◆ DATA SHOWN:

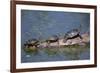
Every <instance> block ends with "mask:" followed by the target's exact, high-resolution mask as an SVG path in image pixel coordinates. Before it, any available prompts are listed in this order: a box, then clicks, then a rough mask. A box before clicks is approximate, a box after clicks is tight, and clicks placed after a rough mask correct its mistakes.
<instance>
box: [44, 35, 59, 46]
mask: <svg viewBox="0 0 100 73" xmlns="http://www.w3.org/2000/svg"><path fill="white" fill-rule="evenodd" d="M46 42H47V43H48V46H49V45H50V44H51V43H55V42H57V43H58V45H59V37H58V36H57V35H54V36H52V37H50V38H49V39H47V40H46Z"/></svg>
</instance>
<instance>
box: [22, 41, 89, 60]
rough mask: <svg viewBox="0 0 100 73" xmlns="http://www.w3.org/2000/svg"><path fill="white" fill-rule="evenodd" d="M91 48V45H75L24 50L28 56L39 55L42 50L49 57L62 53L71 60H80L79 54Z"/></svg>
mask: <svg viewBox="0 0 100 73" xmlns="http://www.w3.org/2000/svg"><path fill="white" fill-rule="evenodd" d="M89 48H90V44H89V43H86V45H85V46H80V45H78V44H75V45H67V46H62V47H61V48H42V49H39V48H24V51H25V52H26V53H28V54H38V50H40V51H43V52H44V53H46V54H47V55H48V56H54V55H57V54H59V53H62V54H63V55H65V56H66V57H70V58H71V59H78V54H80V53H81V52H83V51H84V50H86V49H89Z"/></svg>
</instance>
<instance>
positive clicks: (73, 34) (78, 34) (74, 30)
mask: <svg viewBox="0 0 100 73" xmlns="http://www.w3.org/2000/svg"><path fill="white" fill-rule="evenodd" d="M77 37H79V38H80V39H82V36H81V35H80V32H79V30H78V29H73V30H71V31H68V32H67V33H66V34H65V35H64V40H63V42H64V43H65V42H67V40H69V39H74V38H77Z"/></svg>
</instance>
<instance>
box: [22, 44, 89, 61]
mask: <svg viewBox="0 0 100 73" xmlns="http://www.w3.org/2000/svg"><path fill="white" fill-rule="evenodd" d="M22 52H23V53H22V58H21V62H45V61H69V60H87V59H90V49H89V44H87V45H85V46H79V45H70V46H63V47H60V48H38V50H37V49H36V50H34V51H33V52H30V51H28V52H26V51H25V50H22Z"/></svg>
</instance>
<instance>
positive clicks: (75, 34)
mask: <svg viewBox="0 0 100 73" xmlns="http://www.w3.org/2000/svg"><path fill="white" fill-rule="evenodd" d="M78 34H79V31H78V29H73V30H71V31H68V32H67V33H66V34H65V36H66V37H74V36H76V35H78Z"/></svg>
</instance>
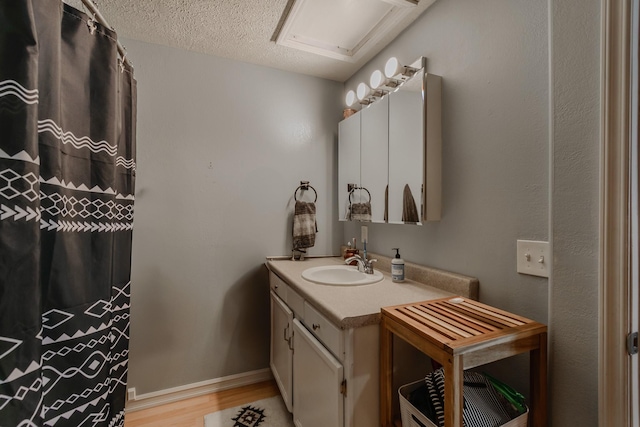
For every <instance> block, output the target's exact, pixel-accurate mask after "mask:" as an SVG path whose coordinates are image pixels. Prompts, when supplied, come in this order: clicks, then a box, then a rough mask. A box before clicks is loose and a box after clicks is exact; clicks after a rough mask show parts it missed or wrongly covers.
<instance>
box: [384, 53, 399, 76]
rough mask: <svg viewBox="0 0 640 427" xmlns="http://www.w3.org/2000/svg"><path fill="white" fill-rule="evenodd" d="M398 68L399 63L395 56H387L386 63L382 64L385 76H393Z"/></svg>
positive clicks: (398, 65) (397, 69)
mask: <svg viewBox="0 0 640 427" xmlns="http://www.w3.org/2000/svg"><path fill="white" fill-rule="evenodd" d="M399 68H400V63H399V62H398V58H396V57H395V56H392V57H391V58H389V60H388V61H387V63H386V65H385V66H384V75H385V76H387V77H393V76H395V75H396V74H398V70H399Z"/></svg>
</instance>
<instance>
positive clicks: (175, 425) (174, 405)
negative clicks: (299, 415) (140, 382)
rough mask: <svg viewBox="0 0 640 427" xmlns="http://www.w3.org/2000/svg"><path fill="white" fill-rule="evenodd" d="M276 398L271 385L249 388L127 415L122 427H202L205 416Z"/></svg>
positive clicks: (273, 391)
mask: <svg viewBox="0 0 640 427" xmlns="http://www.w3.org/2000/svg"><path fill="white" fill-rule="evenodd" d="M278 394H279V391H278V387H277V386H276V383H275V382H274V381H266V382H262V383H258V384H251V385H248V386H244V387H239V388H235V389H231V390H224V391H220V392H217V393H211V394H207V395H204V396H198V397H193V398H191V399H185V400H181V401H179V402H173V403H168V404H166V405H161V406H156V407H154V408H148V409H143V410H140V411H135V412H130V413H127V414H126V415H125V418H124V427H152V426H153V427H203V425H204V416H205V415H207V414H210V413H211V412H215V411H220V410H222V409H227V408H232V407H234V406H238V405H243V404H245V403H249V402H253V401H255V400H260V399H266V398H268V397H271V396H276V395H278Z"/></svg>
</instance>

◆ EXERCISE: Copy each line above containing the string "block".

◆ RESPONSE:
Every <instance> block ends with "mask:" followed by the target's exact, high-resolution mask as an SVG path in image pixel coordinates. Before it, any available prompts are listed in this order: a box, then clicks, then a rough mask. A box before clicks is approximate, a box after clicks is tight, and clicks placed after a rough mask correct its mistakes.
For every <instance> block, output the target's exact, pixel-accurate mask after "mask:" as an SVG path whose coordinates are image pixels. Prompts, when supplied, come in this order: clicks, then a box, then a rough mask. A box before clicks is loose and a box after clicks is exact; clicks after a rough mask show parts it missed or wrongly covers.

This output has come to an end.